### Problem
Transcribe the part of the post about Margaret and Myra starting at the words "Demonstrating sacrificial love" and ending after the words "in with her.".

### Quoted passage
========================================

Old Wells

Monday, March 06, 2006

Demonstrating sacrificial love in real life

In 1990 we were appointed to Shipley Corps in West Yorkshire. I was quite ill at the time and ended up having to go into hospital for a month, leaving my husband having to cope with a new appointment, visit me in hospital in another town and having to find child care for our two children, the youngest of whom was only two. Two corps folk, Margaret and Myra came to the rescue and brought us into their world.

They lived then in a ground floor council flat on a Bradford Housing Estate. Originally they had been neighbours. Margaret had been in a very depressed state and Myra invited her to the Army at Shipley. Margaret met Jesus there and her life was transformed. Eventually they decided to share accommodation in order to save money and to be company for one another. Margaret having had four children had the larger flat and Myra moved in with her.

By the time we met them the spare bedroom had become the Sunday Room, in which they squeezed about 20 children every week for Sunday School. Knowing that many of the families on the estate were not very well off, they collected clothing and held regular jumble sales on the wall outside the Post Office. This service did not stop there as during the week the Sunday room was a clothing store to which people came when they were in need. All the clothes had to be moved to various places in the flat when the Sunday School was on.

Then discovering just how lonely some of the women were on the estate they started a Home League in the living room. 15 women and the dog met every Friday for their meeting and timbrel practice. When the DC came he had to sit on the floor!

This was but the tip of the ice berg really. There are no records of the numbers of people who knocked on their door for help. From the mother, who arrived beside herself with panic because social services had arrested her husband for child abuse and taken her children into care, to the lad whose dad had beaten him up and he couldn't go home, to the man who wanted them to come quickly and pray over his dog who had that minute got knocked over by a car!

I haven't begun to tell you about the sales of Parkin pigs and monce pies to raise money for the kids to go on outings and for the Christmas parties. I haven't told you how they were a magnet for the corps youth, who could turn up any time for a bacon sandwich and a drink of cherryade. After we left they both began work in the local post office, which put them in touch with even more people in the community.

The first time I travelled up to the estate on the bus I got off at the wrong stop. I was in uniform and must have looked a bit lost but I needn't have worried. I didn't even have to ask for directions before someone said, "Going to Margaret and Myra's are you? It's just up there." To the people of Thorpe Edge Margaret and Myra were the Salvation Army.

========================================

### Listed entries
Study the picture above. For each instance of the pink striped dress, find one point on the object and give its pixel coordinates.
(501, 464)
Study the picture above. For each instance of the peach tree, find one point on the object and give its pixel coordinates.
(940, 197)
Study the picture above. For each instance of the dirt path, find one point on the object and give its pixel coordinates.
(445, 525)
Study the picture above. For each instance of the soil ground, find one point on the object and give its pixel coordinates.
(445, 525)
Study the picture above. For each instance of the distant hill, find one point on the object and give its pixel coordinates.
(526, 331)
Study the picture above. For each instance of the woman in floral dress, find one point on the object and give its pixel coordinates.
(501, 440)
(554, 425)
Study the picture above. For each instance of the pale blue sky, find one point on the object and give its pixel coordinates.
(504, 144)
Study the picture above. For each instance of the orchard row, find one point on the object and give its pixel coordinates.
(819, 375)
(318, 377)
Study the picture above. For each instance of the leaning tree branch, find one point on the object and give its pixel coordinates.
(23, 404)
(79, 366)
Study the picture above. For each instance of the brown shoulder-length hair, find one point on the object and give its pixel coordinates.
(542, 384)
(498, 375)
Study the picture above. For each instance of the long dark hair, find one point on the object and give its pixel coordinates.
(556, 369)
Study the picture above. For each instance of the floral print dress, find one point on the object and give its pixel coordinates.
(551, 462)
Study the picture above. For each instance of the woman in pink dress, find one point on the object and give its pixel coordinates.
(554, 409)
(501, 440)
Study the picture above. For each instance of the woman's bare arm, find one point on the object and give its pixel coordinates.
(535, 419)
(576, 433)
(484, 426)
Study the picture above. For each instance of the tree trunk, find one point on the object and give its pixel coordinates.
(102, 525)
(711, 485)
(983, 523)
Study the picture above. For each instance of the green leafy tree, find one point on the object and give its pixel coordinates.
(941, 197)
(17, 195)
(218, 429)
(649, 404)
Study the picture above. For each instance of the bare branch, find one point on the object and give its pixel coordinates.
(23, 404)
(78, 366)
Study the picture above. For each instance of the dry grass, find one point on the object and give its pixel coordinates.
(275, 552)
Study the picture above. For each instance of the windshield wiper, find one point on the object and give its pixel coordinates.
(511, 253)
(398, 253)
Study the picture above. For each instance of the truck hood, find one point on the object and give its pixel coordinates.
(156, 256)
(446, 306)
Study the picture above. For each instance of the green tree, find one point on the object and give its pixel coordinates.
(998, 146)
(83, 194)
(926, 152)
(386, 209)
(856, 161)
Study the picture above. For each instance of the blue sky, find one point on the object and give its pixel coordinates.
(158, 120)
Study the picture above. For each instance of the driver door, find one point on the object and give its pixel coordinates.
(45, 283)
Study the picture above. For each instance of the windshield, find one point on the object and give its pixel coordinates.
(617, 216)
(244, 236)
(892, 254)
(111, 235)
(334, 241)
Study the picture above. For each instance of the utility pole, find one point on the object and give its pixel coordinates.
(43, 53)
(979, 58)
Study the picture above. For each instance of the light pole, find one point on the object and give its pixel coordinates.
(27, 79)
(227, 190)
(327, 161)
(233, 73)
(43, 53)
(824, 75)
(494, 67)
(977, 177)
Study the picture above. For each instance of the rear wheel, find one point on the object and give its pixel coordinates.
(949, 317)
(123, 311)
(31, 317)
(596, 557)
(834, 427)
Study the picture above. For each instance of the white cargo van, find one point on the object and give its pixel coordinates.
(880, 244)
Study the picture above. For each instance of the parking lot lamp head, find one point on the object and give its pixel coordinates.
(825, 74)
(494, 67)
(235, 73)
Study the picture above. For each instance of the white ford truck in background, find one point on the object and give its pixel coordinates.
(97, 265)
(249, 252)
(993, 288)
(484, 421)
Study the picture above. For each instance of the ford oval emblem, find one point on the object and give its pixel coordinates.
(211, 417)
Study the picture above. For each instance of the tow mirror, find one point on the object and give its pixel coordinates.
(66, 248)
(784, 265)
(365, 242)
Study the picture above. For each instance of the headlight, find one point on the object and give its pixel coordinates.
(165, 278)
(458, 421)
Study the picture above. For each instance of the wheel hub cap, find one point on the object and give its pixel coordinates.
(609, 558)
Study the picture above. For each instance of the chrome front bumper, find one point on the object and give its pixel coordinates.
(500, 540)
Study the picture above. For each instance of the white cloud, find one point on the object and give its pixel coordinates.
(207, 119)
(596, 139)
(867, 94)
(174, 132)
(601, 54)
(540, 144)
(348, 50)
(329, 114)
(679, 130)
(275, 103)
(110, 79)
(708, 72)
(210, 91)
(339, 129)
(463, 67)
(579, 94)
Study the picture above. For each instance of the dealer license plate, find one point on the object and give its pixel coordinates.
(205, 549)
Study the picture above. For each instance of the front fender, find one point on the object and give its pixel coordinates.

========================================

### Result of the task
Demonstrating sacrificial love in real life

In 1990 we were appointed to Shipley Corps in West Yorkshire. I was quite ill at the time and ended up having to go into hospital for a month, leaving my husband having to cope with a new appointment, visit me in hospital in another town and having to find child care for our two children, the youngest of whom was only two. Two corps folk, Margaret and Myra came to the rescue and brought us into their world.

They lived then in a ground floor council flat on a Bradford Housing Estate. Originally they had been neighbours. Margaret had been in a very depressed state and Myra invited her to the Army at Shipley. Margaret met Jesus there and her life was transformed. Eventually they decided to share accommodation in order to save money and to be company for one another. Margaret having had four children had the larger flat and Myra moved in with her.